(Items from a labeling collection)

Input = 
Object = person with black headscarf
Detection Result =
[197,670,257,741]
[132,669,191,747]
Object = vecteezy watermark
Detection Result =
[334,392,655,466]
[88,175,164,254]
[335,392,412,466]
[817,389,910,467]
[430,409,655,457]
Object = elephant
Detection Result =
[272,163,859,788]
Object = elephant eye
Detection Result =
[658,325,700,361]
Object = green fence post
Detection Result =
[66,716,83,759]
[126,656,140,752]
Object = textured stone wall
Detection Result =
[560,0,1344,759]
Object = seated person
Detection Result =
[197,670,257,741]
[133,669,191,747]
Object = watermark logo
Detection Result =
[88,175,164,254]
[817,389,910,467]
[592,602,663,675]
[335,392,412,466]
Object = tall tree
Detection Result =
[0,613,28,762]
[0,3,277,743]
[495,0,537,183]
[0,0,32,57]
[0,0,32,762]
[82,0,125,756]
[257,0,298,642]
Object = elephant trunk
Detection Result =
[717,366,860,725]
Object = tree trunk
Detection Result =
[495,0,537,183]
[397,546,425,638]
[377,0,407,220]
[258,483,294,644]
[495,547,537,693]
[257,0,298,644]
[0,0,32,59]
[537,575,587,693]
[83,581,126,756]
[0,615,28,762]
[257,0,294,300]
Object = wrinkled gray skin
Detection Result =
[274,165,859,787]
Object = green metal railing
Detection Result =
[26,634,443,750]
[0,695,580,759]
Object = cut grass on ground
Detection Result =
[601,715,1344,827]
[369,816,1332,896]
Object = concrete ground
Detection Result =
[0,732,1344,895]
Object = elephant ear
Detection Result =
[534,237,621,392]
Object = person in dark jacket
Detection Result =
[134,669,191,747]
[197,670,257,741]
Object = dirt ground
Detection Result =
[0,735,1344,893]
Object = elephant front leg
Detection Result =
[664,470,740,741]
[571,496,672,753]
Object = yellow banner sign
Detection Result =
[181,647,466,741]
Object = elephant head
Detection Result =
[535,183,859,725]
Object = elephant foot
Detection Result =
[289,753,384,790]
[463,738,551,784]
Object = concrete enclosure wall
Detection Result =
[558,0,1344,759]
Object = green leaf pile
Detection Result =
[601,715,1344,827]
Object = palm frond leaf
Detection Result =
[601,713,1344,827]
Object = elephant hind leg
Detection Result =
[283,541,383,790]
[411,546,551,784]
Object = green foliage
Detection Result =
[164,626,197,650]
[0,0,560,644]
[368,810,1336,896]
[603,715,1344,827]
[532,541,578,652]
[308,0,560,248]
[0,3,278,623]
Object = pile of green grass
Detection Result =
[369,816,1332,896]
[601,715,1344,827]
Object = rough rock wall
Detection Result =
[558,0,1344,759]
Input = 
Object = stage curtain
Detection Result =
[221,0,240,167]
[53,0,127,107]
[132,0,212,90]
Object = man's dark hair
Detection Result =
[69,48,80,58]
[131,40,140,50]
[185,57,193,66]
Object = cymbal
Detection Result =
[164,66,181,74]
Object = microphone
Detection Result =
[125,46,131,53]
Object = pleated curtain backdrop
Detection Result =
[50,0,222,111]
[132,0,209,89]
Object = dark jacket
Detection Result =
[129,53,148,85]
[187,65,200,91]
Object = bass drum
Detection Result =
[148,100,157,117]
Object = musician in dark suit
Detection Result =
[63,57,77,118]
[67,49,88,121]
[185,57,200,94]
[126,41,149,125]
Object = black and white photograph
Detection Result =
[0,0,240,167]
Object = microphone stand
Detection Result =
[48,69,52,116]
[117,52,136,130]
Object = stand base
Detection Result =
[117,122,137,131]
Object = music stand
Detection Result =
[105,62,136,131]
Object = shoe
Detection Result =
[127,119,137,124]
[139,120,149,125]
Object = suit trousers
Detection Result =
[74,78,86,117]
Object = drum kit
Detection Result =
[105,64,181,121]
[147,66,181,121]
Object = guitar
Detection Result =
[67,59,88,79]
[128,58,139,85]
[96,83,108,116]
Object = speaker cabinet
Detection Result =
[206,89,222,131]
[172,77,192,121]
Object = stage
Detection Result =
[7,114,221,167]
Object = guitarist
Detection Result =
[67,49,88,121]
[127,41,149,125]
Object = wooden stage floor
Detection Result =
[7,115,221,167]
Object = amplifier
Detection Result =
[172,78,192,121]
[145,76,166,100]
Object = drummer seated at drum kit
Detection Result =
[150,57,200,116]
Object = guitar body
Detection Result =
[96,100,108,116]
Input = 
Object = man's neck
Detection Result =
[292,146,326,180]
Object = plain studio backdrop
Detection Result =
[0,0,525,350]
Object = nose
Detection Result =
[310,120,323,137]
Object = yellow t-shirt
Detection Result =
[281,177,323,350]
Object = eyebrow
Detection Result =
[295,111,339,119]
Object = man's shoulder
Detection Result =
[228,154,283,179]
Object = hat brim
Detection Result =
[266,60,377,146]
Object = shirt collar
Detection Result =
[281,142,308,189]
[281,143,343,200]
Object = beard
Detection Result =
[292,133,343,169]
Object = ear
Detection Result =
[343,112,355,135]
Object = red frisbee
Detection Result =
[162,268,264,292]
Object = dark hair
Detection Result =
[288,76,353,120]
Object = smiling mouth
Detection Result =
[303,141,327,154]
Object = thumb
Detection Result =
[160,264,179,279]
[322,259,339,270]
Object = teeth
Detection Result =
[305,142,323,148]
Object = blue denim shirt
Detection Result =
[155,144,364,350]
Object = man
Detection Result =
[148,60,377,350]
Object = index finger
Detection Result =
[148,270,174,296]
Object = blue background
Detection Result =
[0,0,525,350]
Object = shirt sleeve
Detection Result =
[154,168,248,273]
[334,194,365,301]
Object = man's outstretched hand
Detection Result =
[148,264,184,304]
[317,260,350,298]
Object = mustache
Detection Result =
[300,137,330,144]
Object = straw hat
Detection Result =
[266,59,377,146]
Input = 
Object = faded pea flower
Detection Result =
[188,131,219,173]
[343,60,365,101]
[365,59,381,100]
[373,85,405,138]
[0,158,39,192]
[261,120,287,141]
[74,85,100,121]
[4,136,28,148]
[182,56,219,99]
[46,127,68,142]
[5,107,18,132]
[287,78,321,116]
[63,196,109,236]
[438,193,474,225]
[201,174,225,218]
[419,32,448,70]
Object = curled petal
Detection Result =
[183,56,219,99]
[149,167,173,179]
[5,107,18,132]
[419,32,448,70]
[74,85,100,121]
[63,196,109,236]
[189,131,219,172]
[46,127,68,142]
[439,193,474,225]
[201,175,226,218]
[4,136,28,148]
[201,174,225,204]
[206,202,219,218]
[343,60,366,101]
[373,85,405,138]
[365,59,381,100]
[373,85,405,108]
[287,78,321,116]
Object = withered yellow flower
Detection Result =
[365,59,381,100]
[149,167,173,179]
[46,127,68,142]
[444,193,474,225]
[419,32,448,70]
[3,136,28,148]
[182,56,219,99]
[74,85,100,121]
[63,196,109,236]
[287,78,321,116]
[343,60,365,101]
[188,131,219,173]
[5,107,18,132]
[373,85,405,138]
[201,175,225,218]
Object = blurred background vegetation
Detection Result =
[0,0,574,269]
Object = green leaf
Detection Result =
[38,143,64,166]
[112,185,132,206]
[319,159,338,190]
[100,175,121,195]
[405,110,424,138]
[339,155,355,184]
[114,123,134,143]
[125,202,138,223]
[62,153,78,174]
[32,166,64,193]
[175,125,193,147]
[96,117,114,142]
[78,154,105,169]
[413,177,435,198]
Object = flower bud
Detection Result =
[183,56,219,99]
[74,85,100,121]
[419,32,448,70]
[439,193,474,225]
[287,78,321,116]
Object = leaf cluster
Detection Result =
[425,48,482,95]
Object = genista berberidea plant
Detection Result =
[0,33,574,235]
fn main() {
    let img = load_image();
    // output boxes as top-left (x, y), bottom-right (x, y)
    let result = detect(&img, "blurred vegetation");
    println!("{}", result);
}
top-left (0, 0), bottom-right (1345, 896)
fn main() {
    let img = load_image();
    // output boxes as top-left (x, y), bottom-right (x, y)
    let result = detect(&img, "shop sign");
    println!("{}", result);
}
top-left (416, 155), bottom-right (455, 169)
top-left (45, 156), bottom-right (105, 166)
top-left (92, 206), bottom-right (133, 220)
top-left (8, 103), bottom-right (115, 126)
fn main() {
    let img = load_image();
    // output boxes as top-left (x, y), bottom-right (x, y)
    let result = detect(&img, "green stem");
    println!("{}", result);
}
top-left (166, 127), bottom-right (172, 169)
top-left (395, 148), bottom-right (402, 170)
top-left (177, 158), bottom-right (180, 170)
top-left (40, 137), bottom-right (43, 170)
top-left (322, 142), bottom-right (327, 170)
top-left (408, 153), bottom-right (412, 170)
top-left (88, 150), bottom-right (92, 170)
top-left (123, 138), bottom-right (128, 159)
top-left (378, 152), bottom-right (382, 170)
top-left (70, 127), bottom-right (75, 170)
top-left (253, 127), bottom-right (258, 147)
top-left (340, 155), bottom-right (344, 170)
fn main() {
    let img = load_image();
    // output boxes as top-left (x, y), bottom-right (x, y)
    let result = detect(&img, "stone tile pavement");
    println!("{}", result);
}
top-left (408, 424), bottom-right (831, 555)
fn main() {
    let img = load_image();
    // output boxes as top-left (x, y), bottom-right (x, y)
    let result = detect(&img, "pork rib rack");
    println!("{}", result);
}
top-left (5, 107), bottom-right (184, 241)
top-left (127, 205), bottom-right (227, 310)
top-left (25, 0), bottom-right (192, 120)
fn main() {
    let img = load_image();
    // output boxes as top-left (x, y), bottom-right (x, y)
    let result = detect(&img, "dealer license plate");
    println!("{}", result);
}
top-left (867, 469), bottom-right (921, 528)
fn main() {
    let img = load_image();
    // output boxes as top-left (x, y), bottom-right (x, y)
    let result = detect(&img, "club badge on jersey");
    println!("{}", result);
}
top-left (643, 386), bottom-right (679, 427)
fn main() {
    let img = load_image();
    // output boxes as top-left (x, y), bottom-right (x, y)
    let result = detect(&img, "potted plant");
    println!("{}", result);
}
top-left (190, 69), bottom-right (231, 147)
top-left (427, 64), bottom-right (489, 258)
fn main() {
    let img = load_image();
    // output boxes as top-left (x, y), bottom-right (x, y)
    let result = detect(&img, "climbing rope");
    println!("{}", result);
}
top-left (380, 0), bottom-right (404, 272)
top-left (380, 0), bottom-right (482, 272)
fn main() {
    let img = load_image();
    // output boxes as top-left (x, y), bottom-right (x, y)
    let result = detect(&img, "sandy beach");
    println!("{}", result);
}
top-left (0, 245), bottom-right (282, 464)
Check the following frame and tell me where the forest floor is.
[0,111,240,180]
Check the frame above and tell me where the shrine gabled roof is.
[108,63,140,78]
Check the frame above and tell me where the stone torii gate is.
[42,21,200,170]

## [What is being asked]
Extract the lines of the records above, from the first line through the line containing "[658,325,700,361]", and reproduce them word for word.

## [Answer to this problem]
Input = 
Object = person with black headscarf
Detection Result =
[197,670,257,741]
[132,669,191,747]
Object = vecteezy watermark
Detection Result =
[334,392,655,466]
[88,175,164,254]
[335,392,412,466]
[817,389,910,467]
[430,409,655,457]
Object = elephant
Detection Result =
[272,163,859,788]
Object = elephant eye
Detection Result =
[658,325,700,361]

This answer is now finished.